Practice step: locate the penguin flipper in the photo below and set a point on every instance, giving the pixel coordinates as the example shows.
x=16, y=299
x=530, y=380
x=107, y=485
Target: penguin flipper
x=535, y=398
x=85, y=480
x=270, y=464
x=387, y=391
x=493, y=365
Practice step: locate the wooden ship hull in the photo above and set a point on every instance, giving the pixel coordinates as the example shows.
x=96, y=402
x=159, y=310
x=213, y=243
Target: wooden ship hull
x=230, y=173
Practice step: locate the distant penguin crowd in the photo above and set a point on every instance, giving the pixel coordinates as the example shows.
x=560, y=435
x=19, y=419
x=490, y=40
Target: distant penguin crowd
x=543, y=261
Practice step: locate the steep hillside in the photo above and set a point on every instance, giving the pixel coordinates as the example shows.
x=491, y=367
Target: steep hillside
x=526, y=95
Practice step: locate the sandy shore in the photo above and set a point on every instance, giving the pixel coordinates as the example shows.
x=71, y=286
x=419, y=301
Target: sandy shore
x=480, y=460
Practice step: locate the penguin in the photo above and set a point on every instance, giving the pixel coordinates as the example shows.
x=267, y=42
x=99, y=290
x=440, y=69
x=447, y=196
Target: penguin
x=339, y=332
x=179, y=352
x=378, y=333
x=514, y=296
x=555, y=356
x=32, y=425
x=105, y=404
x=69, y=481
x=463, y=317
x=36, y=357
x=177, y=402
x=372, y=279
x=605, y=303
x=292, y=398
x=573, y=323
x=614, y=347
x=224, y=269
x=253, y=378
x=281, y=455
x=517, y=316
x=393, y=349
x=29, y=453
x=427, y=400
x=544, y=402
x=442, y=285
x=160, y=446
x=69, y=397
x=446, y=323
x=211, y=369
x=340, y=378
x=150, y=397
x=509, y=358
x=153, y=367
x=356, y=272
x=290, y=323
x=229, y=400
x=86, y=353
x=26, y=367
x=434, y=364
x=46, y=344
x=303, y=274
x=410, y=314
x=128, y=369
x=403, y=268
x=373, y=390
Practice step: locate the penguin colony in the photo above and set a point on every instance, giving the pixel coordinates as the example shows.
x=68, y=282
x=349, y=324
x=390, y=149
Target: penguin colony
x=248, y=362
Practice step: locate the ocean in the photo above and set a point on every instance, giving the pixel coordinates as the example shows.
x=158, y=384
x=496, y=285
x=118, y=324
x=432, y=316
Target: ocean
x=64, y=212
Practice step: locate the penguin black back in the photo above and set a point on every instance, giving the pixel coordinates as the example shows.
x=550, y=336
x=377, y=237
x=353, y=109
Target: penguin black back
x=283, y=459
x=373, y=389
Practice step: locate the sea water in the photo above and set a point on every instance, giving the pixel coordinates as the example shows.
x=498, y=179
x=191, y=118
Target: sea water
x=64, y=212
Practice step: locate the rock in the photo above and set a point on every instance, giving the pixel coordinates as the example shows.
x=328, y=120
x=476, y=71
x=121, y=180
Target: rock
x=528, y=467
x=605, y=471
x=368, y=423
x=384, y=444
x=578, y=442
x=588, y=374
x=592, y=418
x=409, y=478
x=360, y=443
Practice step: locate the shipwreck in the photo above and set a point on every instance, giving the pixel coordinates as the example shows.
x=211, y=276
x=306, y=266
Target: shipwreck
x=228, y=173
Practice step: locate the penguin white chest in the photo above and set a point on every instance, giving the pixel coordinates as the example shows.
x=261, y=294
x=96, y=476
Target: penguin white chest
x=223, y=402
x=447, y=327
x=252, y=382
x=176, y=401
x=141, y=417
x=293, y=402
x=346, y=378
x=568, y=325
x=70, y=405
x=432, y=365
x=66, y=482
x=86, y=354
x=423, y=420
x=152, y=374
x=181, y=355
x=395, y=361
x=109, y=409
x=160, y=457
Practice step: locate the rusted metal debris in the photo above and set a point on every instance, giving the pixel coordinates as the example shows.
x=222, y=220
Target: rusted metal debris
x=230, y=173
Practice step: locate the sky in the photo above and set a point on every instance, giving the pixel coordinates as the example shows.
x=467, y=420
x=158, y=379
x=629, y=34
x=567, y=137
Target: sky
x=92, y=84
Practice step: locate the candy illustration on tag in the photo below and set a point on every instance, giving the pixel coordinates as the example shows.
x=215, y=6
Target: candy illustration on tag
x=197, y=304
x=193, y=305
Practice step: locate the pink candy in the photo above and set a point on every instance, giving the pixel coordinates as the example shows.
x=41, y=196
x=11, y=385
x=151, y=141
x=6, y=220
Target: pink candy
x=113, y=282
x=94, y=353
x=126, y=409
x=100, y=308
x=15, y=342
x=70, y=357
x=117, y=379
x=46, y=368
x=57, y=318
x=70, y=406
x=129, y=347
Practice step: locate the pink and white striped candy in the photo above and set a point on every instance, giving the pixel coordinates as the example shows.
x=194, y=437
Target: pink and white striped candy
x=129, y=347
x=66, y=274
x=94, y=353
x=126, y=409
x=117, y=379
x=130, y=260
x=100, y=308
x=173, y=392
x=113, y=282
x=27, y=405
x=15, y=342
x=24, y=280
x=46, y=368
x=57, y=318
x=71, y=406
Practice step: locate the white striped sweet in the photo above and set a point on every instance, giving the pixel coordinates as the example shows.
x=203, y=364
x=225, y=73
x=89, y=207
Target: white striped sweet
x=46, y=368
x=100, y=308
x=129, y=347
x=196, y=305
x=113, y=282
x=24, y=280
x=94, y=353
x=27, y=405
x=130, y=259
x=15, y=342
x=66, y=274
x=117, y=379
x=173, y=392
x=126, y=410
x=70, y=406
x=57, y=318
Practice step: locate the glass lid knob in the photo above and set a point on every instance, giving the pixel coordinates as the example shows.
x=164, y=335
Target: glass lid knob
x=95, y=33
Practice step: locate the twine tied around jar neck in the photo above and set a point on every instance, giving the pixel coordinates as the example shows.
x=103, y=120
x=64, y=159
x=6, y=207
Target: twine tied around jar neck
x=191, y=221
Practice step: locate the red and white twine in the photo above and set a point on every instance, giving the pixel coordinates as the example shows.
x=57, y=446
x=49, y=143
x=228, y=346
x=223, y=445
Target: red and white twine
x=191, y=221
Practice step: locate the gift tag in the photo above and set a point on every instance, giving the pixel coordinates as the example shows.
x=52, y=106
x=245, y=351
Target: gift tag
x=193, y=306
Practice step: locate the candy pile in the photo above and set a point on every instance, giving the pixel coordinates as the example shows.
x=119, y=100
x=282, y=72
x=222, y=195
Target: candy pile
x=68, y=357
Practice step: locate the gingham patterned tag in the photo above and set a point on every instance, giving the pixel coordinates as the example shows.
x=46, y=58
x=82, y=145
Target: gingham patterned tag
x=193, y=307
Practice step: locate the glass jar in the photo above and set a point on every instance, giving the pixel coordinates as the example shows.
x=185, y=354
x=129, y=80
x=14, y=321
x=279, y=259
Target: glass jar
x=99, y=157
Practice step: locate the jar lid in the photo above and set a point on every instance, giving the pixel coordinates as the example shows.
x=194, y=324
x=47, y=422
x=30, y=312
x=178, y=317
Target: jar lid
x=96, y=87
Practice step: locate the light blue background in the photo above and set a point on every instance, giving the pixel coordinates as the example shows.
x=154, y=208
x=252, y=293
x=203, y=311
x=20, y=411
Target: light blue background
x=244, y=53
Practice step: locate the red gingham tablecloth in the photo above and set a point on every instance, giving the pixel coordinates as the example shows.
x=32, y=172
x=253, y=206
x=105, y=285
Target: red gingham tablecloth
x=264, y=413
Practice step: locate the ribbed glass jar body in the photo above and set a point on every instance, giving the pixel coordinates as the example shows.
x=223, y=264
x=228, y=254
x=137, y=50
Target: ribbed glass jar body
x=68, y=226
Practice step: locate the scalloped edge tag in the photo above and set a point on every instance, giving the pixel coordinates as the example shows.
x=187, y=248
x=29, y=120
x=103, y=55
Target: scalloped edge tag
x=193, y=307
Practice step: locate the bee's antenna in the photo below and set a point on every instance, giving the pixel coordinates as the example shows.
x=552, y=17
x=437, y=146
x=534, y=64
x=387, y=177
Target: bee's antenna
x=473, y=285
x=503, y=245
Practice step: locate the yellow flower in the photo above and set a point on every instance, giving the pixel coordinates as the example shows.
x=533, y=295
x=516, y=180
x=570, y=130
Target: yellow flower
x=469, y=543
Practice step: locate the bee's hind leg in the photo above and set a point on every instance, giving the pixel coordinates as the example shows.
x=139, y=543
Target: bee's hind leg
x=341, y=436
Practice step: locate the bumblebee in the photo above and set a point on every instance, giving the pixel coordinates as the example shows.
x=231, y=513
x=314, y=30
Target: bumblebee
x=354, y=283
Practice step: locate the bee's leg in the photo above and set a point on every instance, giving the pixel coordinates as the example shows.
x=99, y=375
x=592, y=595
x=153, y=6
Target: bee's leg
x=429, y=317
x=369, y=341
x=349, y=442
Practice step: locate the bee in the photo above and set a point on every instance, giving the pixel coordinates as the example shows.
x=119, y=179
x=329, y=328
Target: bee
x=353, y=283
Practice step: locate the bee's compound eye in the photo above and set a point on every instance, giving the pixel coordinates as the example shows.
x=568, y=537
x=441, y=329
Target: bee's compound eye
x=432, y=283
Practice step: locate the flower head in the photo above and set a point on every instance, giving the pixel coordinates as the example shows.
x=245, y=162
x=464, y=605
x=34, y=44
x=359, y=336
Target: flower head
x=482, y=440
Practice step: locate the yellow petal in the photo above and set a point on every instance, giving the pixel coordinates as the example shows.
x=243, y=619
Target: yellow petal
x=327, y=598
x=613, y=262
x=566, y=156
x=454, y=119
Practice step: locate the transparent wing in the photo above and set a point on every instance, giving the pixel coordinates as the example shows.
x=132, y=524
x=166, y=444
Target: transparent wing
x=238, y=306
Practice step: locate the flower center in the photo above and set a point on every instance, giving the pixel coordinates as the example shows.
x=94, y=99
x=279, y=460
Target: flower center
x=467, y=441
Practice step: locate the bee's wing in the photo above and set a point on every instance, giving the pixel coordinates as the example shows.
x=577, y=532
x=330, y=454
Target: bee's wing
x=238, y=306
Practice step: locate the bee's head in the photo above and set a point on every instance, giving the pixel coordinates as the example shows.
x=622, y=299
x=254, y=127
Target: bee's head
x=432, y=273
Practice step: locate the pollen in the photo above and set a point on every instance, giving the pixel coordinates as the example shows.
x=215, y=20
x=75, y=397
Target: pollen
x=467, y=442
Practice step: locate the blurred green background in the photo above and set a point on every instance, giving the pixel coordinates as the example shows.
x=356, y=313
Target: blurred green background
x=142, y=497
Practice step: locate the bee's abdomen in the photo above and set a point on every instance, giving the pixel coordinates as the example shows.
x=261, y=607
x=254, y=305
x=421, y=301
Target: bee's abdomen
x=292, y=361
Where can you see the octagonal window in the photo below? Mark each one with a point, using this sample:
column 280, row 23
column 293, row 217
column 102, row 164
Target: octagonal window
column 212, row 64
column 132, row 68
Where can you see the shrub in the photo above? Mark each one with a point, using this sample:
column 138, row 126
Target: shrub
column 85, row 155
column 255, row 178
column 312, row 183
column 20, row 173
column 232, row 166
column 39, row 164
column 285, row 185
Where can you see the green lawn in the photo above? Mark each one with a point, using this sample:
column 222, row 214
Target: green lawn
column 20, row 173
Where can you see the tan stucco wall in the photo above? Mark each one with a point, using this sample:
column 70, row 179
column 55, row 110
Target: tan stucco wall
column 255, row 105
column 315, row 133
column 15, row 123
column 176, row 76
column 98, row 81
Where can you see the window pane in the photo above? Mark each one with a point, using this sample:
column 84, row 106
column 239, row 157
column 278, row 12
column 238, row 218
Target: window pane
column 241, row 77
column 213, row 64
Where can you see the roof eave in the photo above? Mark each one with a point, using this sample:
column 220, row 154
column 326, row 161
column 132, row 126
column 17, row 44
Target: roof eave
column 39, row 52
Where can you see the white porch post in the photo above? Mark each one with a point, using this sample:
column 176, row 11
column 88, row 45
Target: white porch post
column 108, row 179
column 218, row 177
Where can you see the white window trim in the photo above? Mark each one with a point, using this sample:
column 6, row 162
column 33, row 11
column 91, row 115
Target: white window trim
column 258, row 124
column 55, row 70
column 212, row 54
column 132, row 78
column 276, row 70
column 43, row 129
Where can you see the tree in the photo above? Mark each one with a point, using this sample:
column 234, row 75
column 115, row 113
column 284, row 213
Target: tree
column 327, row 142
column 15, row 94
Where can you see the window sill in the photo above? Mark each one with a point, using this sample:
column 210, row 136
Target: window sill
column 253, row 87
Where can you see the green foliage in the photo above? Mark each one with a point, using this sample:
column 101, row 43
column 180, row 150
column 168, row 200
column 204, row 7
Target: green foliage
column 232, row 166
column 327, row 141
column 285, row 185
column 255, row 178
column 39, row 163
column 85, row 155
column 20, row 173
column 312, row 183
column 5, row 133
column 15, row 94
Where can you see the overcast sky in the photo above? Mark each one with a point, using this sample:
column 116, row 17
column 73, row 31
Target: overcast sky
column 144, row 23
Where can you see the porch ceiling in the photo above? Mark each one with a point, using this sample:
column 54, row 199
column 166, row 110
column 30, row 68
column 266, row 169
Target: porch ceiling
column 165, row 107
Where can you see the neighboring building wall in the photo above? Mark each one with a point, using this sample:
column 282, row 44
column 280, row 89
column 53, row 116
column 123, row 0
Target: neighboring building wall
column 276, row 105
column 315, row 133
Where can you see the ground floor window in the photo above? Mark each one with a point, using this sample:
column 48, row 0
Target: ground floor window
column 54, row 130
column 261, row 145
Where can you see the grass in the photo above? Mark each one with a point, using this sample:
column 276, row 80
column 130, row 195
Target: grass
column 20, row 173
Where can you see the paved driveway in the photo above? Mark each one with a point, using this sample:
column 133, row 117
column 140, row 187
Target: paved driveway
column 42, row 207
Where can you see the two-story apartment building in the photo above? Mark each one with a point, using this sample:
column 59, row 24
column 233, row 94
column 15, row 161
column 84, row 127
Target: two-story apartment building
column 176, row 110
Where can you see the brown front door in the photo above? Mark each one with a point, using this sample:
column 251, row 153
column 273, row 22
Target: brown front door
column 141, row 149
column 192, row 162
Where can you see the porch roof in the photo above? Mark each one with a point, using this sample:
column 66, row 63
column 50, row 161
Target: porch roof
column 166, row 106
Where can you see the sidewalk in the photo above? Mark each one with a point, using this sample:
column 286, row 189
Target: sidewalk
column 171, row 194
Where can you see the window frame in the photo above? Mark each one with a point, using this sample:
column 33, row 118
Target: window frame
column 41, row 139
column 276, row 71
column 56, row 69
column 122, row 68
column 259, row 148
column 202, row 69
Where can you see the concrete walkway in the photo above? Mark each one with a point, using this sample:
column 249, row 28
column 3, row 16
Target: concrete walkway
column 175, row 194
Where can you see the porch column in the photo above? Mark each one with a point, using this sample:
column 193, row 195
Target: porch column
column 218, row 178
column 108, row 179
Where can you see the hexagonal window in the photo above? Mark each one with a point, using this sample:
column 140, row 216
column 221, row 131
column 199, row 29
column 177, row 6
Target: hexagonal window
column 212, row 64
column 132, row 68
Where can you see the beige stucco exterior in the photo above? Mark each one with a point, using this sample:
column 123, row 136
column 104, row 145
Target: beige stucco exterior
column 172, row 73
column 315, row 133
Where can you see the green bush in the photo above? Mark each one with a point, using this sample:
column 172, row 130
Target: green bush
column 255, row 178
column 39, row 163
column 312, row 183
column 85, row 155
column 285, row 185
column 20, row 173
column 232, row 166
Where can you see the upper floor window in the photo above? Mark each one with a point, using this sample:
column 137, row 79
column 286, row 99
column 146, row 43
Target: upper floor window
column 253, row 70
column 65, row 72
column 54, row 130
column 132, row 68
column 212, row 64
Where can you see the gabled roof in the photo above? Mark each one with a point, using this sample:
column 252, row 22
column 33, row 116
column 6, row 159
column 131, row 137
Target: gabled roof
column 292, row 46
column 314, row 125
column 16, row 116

What is asked: Copy everything from the start of the records down to the line containing "x=480, y=460", substituting "Object" for every "Target" and changing nothing else.

Reply to the task:
Practice step: locate the penguin flipper in the photo below and set a point on every instance, giving the pixel coordinates as the example shows.
x=16, y=299
x=530, y=380
x=107, y=485
Object: penguin flipper
x=535, y=398
x=85, y=480
x=270, y=464
x=387, y=391
x=493, y=365
Practice step: locate the wooden ship hull in the photo above and set a point on every instance, giving the pixel coordinates as the example shows.
x=96, y=402
x=159, y=310
x=213, y=243
Object: wooden ship hull
x=230, y=173
Practice step: locate the distant penguin crowd in the photo above and set a point on every instance, giving the pixel coordinates as the example shows.
x=560, y=435
x=19, y=419
x=490, y=40
Object: distant penguin crowd
x=543, y=261
Practice step: locate the steep hillside in the photo above and set a point on every instance, giving the pixel coordinates as the example shows.
x=491, y=367
Object: steep hillside
x=526, y=95
Practice step: locate the sandy shore in the photo above and set a point on every instance, giving the pixel coordinates as the example shows.
x=71, y=286
x=419, y=301
Object: sandy shore
x=480, y=460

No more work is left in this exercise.